Image point grounding data
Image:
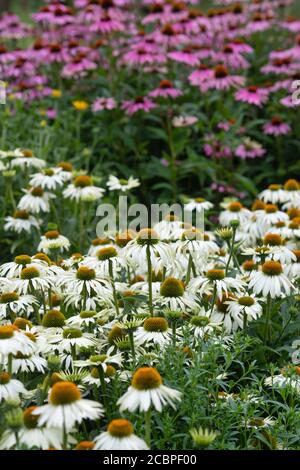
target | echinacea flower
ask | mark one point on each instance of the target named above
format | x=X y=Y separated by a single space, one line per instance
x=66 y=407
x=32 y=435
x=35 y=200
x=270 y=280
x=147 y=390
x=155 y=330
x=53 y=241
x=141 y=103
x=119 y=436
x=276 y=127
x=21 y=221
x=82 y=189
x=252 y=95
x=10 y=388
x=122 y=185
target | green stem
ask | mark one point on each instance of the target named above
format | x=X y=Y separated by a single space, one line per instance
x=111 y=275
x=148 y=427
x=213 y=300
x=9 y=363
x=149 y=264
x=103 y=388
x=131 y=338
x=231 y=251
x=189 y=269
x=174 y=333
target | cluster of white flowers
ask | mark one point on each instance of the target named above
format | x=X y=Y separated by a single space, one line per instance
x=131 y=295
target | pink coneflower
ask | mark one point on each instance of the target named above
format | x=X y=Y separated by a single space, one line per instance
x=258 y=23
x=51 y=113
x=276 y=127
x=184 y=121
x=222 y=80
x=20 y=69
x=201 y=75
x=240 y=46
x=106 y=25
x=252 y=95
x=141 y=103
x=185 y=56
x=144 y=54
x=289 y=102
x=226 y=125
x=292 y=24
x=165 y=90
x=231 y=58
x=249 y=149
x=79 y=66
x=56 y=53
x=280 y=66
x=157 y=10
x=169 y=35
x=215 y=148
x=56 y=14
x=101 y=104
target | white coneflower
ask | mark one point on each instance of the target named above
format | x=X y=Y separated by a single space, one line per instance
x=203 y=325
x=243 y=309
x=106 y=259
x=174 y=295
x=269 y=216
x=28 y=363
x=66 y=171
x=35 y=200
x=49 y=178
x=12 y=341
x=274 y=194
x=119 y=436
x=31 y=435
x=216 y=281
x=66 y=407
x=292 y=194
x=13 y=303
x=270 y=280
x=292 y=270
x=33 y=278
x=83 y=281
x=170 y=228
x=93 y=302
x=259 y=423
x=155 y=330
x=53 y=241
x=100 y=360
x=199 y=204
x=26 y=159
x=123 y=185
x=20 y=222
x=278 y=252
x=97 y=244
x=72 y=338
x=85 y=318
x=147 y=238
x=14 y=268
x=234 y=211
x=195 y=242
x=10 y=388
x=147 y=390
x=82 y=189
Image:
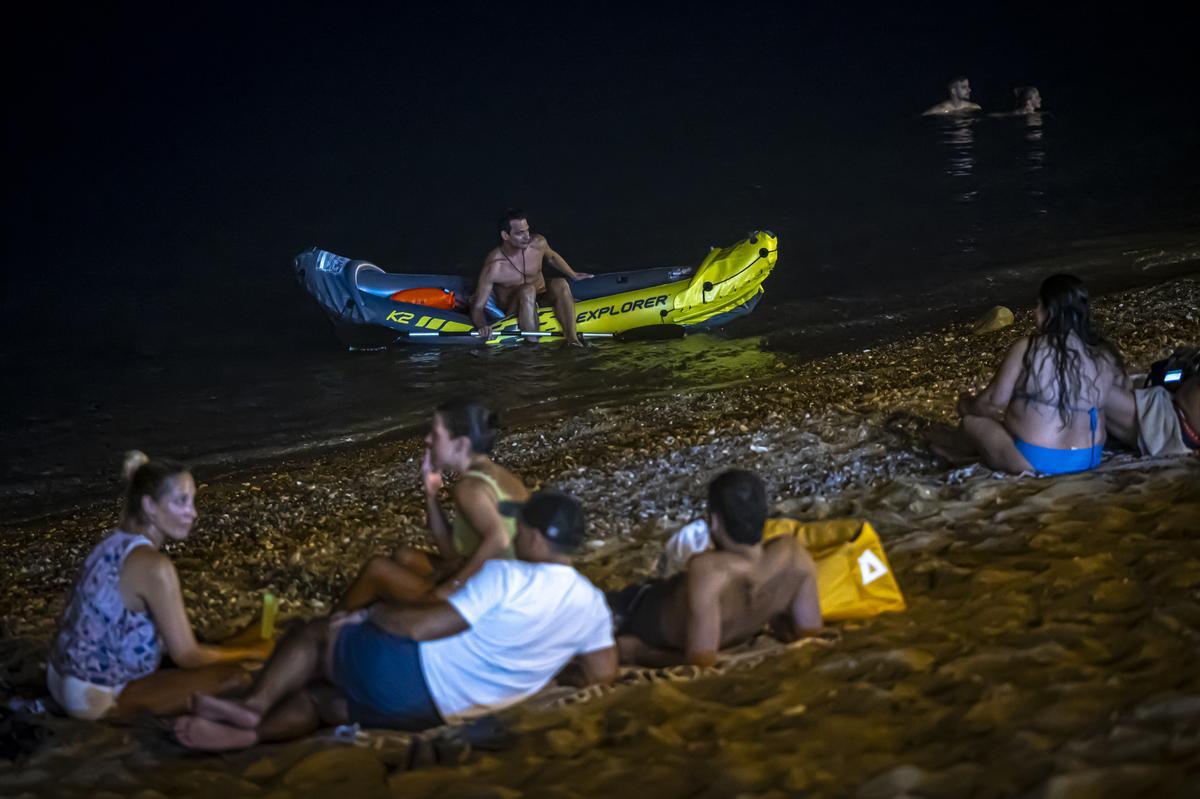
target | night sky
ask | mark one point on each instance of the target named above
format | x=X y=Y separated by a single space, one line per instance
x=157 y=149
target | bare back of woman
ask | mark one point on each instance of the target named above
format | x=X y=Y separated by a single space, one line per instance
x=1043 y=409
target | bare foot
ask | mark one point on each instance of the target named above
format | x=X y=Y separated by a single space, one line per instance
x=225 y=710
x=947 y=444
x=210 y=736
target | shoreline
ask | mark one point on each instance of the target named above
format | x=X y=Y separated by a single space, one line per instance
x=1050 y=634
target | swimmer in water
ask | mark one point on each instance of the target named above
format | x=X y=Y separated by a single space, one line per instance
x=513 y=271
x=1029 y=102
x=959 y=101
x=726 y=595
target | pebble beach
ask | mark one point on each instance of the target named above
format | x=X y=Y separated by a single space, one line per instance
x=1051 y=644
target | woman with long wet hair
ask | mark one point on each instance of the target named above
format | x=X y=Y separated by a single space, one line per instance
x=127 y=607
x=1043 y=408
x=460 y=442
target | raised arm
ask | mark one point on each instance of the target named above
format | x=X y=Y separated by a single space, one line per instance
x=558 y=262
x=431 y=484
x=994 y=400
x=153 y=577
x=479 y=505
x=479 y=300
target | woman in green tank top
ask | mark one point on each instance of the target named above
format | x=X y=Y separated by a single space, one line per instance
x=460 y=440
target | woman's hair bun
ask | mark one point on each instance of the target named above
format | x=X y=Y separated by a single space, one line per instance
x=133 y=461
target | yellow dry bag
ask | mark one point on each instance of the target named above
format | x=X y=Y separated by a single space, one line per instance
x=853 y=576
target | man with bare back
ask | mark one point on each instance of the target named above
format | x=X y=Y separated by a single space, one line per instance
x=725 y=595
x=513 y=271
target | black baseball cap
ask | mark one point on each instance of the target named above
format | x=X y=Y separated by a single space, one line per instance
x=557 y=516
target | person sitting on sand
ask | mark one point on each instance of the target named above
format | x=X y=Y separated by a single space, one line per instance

- ACTIVITY -
Of the lines above, show those in which "woman" appears.

- SOLUTION BELOW -
target | bare back of woman
target | woman with long wet hair
target | woman in green tank top
target | woman's hair bun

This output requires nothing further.